Work to be completed: Copy the comment below about Rigol's 50MHz scope limit word for word, from start to finish.

--- Start of Source ---

While I support regulation of intelectual property, certainly don't support
pirating of software, etc., *in this particular case* I tend to side more with
Dave than Rigol:

-- They specifically *added circuitry!* to turn their 100MHz scope into a
50MHz scope; this suggests that they set out to build a 100MHz scope in the
first place -- there was no additional engineering cost to recover as there
might be, if, e.g., they started with a 50MHz scope and then made some design
tweaks to turn it into a 100MHz scope.  Instead, it's just "pricing to the
market."   (At least that what I'm guessing -- I fully realize there's no way
to know this for certain if one isn't inside of Rigol and familiar with the
development.)
-- The commands needed to remove the 50MHz limitation are just "regular old
commands" -- while they're undocumented by Rigol, they don't contain any,
e.g., encryption or checksums or anything at all to suggest that Rigol was
trying to control or prevent access to them (...and hence would have a basis
for charging Dave with, e.g., circumventing anti-piracy safeguards)

--- End of Source ---
--- Start of Rows ---

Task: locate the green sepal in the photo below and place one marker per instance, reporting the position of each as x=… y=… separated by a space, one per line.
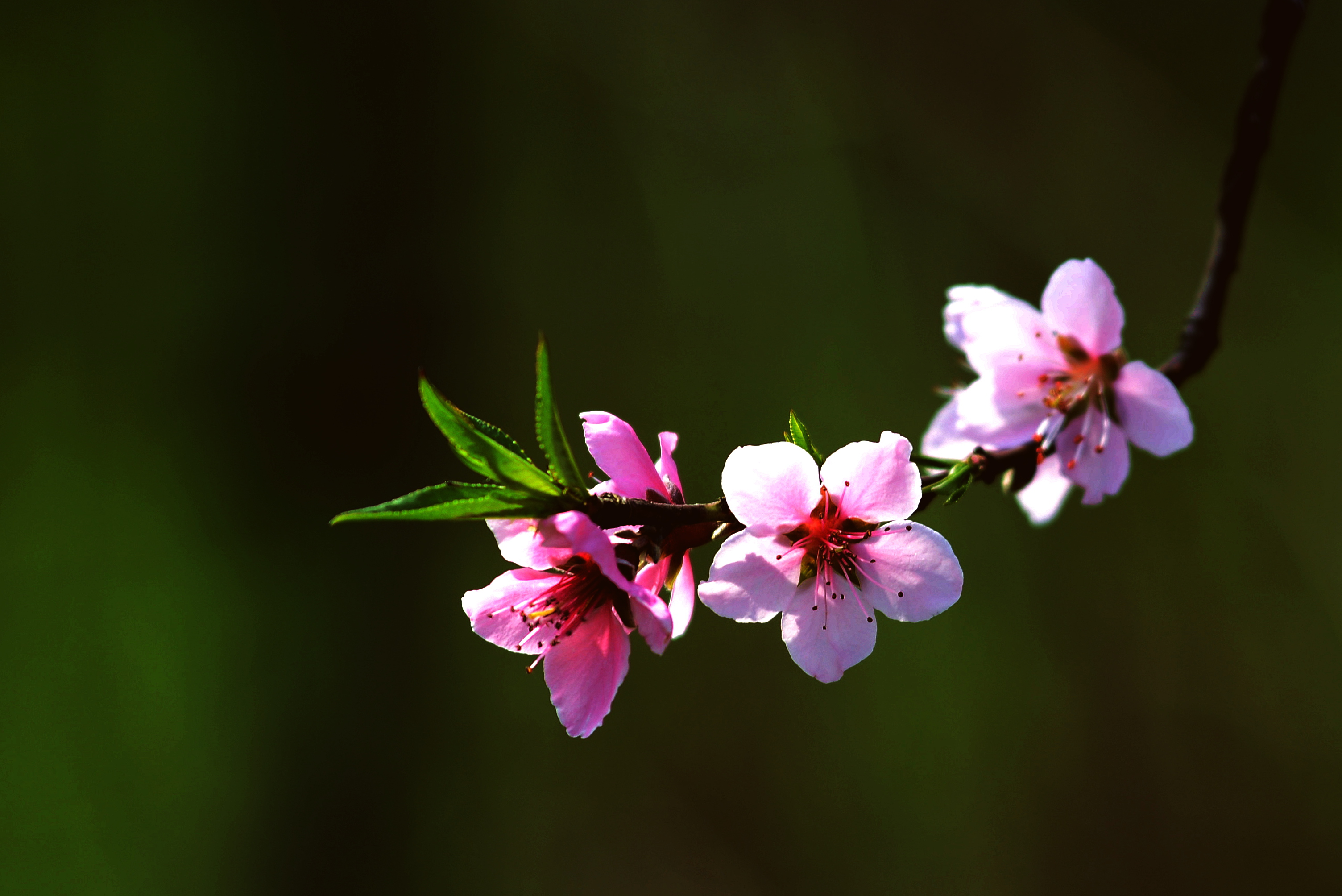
x=460 y=501
x=482 y=452
x=943 y=463
x=549 y=428
x=957 y=479
x=800 y=436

--- End of Rows ---

Output for this exercise:
While I support regulation of intelectual property, certainly don't support
pirating of software, etc., *in this particular case* I tend to side more with
Dave than Rigol:

-- They specifically *added circuitry!* to turn their 100MHz scope into a
50MHz scope; this suggests that they set out to build a 100MHz scope in the
first place -- there was no additional engineering cost to recover as there
might be, if, e.g., they started with a 50MHz scope and then made some design
tweaks to turn it into a 100MHz scope.  Instead, it's just "pricing to the
market."   (At least that what I'm guessing -- I fully realize there's no way
to know this for certain if one isn't inside of Rigol and familiar with the
development.)
-- The commands needed to remove the 50MHz limitation are just "regular old
commands" -- while they're undocumented by Rigol, they don't contain any,
e.g., encryption or checksums or anything at all to suggest that Rigol was
trying to control or prevent access to them (...and hence would have a basis
for charging Dave with, e.g., circumventing anti-piracy safeguards)